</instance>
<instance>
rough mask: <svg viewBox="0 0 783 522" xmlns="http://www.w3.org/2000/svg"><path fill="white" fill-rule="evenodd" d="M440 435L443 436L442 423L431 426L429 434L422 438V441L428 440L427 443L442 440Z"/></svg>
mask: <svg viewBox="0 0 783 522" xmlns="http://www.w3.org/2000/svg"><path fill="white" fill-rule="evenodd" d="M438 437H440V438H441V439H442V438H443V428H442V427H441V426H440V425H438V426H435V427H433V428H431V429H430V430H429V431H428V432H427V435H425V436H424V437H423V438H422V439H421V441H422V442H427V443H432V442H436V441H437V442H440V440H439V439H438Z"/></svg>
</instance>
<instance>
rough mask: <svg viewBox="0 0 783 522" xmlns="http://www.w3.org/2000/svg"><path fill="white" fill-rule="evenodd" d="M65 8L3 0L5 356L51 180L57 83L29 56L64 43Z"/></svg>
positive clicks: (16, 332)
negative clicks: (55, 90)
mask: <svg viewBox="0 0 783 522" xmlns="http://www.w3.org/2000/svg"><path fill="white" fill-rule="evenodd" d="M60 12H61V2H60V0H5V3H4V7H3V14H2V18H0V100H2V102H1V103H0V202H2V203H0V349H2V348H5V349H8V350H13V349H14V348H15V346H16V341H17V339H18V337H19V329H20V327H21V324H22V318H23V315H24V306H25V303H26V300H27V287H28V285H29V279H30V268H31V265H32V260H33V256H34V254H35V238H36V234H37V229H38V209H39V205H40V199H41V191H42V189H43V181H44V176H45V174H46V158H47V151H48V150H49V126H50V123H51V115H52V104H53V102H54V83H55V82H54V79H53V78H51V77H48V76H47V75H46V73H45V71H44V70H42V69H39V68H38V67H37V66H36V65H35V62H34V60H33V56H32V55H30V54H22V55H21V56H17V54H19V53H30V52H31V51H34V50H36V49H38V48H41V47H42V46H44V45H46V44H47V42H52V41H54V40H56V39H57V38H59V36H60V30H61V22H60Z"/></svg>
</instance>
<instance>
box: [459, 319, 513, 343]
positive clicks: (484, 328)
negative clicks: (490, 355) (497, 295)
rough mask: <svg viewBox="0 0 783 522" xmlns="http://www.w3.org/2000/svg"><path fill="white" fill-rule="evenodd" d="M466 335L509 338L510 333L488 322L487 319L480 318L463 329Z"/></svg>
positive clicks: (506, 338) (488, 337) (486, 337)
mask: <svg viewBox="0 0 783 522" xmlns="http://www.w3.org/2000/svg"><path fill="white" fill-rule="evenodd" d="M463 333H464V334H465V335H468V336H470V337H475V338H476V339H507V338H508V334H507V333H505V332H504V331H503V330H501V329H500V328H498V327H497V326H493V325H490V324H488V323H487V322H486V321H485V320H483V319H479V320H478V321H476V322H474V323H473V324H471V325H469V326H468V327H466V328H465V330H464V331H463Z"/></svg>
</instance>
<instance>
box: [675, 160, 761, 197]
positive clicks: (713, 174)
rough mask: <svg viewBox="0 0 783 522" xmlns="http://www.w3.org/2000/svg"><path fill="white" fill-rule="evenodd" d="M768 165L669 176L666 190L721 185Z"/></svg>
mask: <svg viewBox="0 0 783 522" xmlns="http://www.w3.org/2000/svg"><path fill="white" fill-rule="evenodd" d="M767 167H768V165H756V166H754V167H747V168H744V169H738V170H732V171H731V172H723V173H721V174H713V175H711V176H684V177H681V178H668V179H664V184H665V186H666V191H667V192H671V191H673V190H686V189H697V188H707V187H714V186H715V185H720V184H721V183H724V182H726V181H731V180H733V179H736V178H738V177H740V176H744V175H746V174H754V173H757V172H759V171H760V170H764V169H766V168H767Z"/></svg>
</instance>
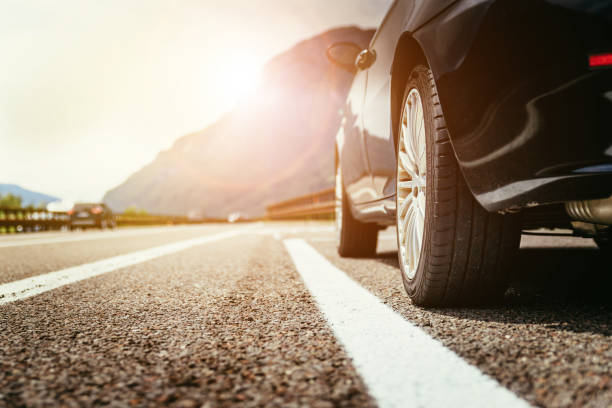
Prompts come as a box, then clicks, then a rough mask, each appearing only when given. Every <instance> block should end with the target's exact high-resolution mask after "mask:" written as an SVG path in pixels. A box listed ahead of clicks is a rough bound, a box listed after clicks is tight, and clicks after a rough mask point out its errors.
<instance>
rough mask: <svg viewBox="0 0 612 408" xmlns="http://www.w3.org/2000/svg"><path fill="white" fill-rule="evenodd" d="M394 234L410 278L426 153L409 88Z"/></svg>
mask: <svg viewBox="0 0 612 408" xmlns="http://www.w3.org/2000/svg"><path fill="white" fill-rule="evenodd" d="M398 146H399V147H398V164H397V234H398V246H399V258H400V262H401V264H402V269H403V270H404V272H405V273H406V275H407V277H408V278H409V279H413V278H414V276H415V274H416V271H417V268H418V265H419V258H420V255H421V248H422V246H423V235H424V230H425V208H426V206H425V204H426V192H427V180H426V177H427V153H426V139H425V117H424V115H423V104H422V102H421V95H420V94H419V91H417V90H416V89H412V90H411V91H410V93H409V94H408V98H406V103H405V104H404V109H403V111H402V121H401V128H400V134H399V143H398Z"/></svg>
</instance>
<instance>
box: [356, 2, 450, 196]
mask: <svg viewBox="0 0 612 408" xmlns="http://www.w3.org/2000/svg"><path fill="white" fill-rule="evenodd" d="M454 1H455V0H396V1H395V2H394V3H393V4H392V6H391V7H390V9H389V11H388V12H387V15H386V16H385V18H384V20H383V22H382V24H381V25H380V27H379V29H378V31H377V32H376V35H375V36H374V38H373V39H372V42H371V43H370V48H369V50H370V52H373V53H374V58H375V59H374V62H373V63H372V65H371V66H370V67H369V68H368V69H367V85H366V92H365V98H364V108H363V121H364V129H363V134H364V144H365V149H366V154H367V159H366V160H367V161H368V165H369V169H370V172H371V178H372V189H373V193H374V198H375V199H378V200H380V199H384V198H389V197H392V196H394V195H395V172H396V153H395V149H396V147H395V141H394V138H393V129H392V123H391V68H392V66H393V61H394V59H395V52H396V49H397V44H398V41H399V39H400V37H401V35H402V34H403V33H404V32H406V31H412V30H415V29H418V28H419V27H420V26H422V24H424V23H425V22H426V21H428V20H430V19H431V18H433V17H434V16H435V15H436V14H438V13H439V12H441V11H442V10H444V8H445V7H447V6H449V5H450V4H451V3H453V2H454Z"/></svg>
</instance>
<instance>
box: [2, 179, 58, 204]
mask: <svg viewBox="0 0 612 408" xmlns="http://www.w3.org/2000/svg"><path fill="white" fill-rule="evenodd" d="M6 194H12V195H14V196H19V197H21V204H22V205H23V206H28V205H33V206H39V205H41V204H48V203H50V202H53V201H57V200H59V198H57V197H54V196H50V195H47V194H43V193H37V192H36V191H31V190H26V189H25V188H22V187H19V186H17V185H15V184H0V196H3V195H6Z"/></svg>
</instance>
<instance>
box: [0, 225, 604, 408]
mask: <svg viewBox="0 0 612 408" xmlns="http://www.w3.org/2000/svg"><path fill="white" fill-rule="evenodd" d="M379 238H380V239H379V248H378V255H377V256H376V257H375V258H370V259H342V258H339V257H338V255H337V254H336V251H335V243H334V231H333V227H332V225H331V224H330V223H321V222H318V223H317V222H311V223H305V222H295V223H266V224H263V223H259V224H240V225H206V226H189V227H163V228H132V229H118V230H116V231H108V232H93V231H92V232H90V231H87V232H73V233H70V232H58V233H39V234H29V235H25V234H24V235H13V236H0V265H1V269H0V406H8V407H19V406H32V407H38V406H66V407H82V406H103V405H108V406H113V407H123V406H125V407H133V406H135V407H139V406H161V405H163V406H174V407H200V406H202V407H226V406H244V407H250V406H283V407H301V406H304V407H335V406H341V407H353V406H364V407H374V406H381V407H395V406H406V407H410V406H423V407H429V406H432V407H436V406H437V407H448V406H481V407H495V406H509V407H515V406H516V407H522V406H529V405H533V406H545V407H566V406H568V407H570V406H587V407H609V406H612V338H611V335H612V296H611V295H610V292H611V290H612V262H611V255H610V254H604V253H602V252H601V251H599V250H598V249H597V248H596V247H595V246H594V245H592V244H591V242H590V241H588V240H583V239H579V238H549V237H546V238H541V237H526V236H524V237H523V241H522V245H521V250H520V251H519V254H518V255H517V258H516V264H515V268H514V271H515V278H514V281H515V283H514V284H513V286H512V288H511V289H510V290H509V291H508V293H507V294H506V299H505V301H504V304H502V305H499V306H497V307H494V308H486V309H430V310H425V309H421V308H418V307H415V306H413V305H412V304H411V303H410V301H409V299H408V298H407V297H406V296H405V294H404V292H403V289H402V286H401V280H400V276H399V267H398V263H397V248H396V243H395V235H394V231H393V230H386V231H381V232H380V236H379Z"/></svg>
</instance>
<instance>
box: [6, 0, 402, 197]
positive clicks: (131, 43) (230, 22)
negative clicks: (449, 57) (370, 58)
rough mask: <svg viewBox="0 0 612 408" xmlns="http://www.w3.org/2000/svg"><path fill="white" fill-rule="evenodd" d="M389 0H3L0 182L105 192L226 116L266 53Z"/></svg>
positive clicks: (261, 64) (243, 93)
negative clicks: (180, 142)
mask: <svg viewBox="0 0 612 408" xmlns="http://www.w3.org/2000/svg"><path fill="white" fill-rule="evenodd" d="M390 2H391V0H198V1H196V0H129V1H126V0H104V1H98V0H54V1H52V0H44V1H43V0H28V1H23V0H0V50H1V51H0V52H1V53H2V58H1V60H2V63H1V64H0V183H13V184H19V185H20V186H22V187H24V188H28V189H32V190H35V191H39V192H43V193H47V194H51V195H55V196H59V197H61V198H63V199H66V200H72V201H97V200H101V198H102V196H103V195H104V193H105V192H106V191H107V190H109V189H111V188H113V187H115V186H117V185H118V184H120V183H121V182H123V181H124V180H125V179H126V178H127V177H128V176H129V175H131V174H132V173H134V172H135V171H137V170H139V169H140V168H142V167H143V166H144V165H146V164H147V163H149V162H150V161H152V160H153V159H154V158H155V156H156V155H157V154H158V153H159V152H160V151H162V150H165V149H168V148H169V147H171V145H172V144H173V142H174V141H175V140H176V139H177V138H179V137H181V136H183V135H185V134H188V133H191V132H194V131H197V130H201V129H203V128H205V127H206V126H207V125H209V124H211V123H213V122H214V121H215V120H217V119H218V118H219V117H220V116H221V115H222V114H223V113H225V112H227V111H230V110H231V109H232V108H233V107H234V106H236V104H237V103H239V101H240V100H241V99H243V98H246V97H247V96H248V92H249V90H252V89H254V87H255V86H256V84H257V79H258V75H259V72H260V70H261V68H262V66H263V64H265V62H266V61H267V60H269V59H270V58H271V57H273V56H274V55H276V54H278V53H280V52H282V51H284V50H286V49H288V48H290V47H291V46H292V45H294V44H295V43H297V42H298V41H300V40H302V39H305V38H308V37H311V36H314V35H316V34H318V33H320V32H322V31H325V30H327V29H329V28H331V27H336V26H341V25H349V24H356V25H358V26H361V27H367V28H370V27H375V26H376V25H378V23H379V22H380V21H381V20H382V18H383V16H384V14H385V11H386V9H387V8H388V6H389V5H390Z"/></svg>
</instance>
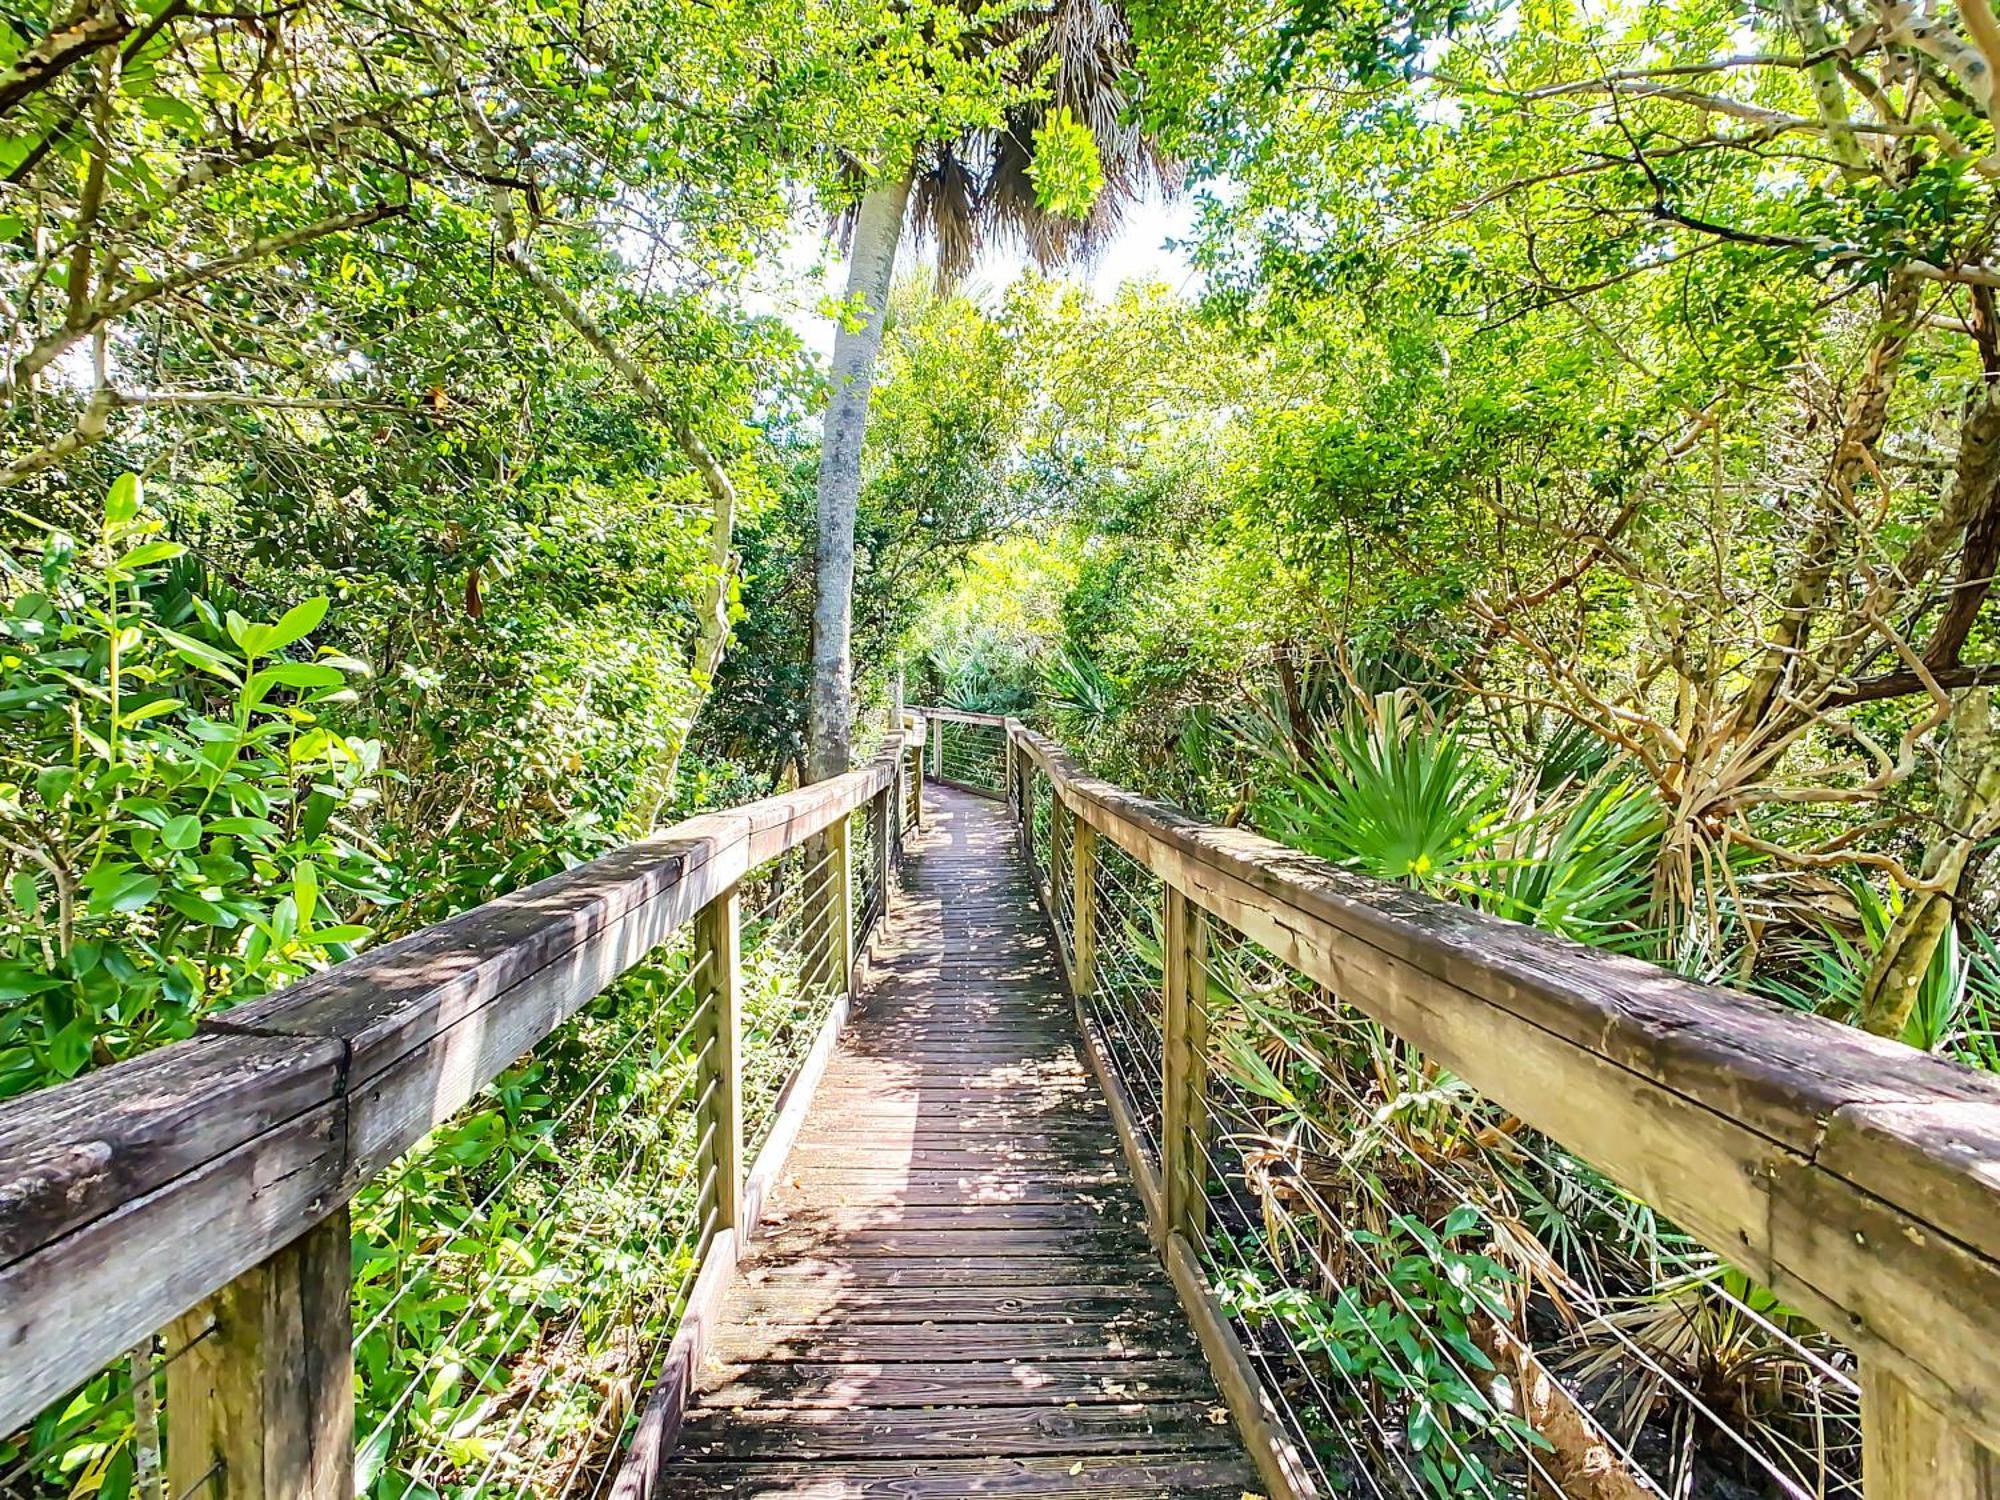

### What to do
Above are the entries. Quote exactly the lines from the one bearing "box: [6, 0, 402, 197]" through the one bearing "positive clicks: (261, 64) (243, 93)".

### Final answer
box: [6, 0, 402, 197]
positive clicks: (131, 43) (230, 22)
negative clicks: (449, 57) (370, 58)
rough mask: <svg viewBox="0 0 612 408" xmlns="http://www.w3.org/2000/svg"><path fill="white" fill-rule="evenodd" d="M389 0H3L0 182L105 192L226 116L266 53Z"/></svg>
positive clicks: (261, 64) (243, 93)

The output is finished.